Objective: Count the lines in the material below that contain the word "sandstone" and give only that number.

════════════════════

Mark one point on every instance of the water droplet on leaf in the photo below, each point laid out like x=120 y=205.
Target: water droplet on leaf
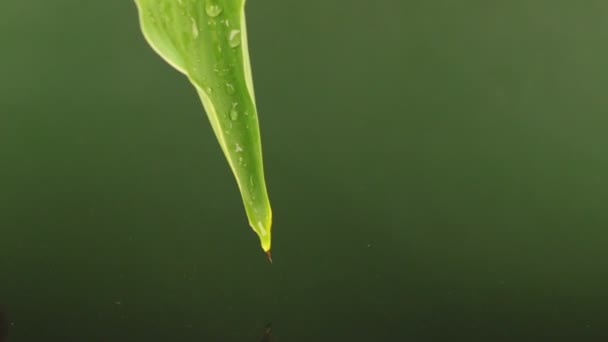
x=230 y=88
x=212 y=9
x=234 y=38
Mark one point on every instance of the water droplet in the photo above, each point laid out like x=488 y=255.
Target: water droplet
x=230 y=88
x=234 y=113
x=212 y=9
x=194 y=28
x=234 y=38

════════════════════

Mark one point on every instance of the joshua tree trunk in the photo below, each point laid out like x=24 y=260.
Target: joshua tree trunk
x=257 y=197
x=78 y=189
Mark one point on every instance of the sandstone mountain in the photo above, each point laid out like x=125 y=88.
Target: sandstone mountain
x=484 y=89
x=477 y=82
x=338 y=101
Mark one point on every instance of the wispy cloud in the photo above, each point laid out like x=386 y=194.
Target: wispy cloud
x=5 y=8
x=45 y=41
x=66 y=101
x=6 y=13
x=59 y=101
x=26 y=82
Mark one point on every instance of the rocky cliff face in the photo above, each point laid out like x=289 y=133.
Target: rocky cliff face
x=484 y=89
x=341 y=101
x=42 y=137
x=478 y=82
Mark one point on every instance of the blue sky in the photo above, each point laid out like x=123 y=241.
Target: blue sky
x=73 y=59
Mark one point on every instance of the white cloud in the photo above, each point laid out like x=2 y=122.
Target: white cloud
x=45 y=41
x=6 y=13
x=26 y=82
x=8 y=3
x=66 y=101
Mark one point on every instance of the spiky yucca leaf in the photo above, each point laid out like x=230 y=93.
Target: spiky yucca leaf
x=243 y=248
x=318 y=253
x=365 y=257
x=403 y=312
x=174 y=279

════════════════════

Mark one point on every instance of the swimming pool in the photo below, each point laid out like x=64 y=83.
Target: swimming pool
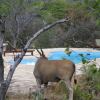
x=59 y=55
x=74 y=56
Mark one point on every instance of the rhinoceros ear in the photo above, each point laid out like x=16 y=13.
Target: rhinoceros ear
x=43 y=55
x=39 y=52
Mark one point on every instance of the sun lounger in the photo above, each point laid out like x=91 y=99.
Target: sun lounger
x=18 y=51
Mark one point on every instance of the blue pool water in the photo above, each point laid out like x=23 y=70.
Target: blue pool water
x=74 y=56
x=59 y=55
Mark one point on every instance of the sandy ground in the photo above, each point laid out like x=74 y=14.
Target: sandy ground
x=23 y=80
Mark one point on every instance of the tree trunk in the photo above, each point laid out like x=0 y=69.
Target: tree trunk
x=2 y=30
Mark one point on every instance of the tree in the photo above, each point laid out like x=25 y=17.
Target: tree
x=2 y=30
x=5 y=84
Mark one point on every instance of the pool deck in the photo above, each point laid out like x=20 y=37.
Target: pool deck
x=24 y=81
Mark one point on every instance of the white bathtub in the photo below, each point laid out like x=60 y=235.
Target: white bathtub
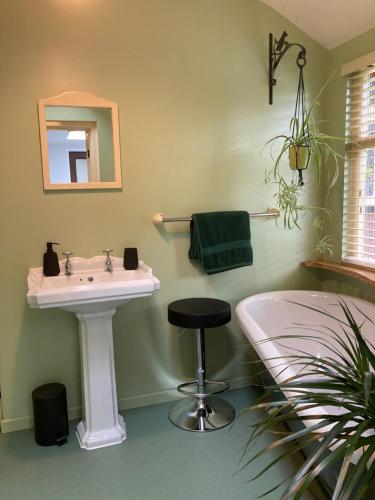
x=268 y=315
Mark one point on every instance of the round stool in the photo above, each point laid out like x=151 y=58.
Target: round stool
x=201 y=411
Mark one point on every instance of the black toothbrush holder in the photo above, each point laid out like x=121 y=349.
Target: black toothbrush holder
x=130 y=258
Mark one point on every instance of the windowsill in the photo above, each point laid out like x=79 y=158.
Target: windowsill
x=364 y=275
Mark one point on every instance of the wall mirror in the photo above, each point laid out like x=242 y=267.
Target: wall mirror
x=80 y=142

════════════════════

Output for this exercise: 2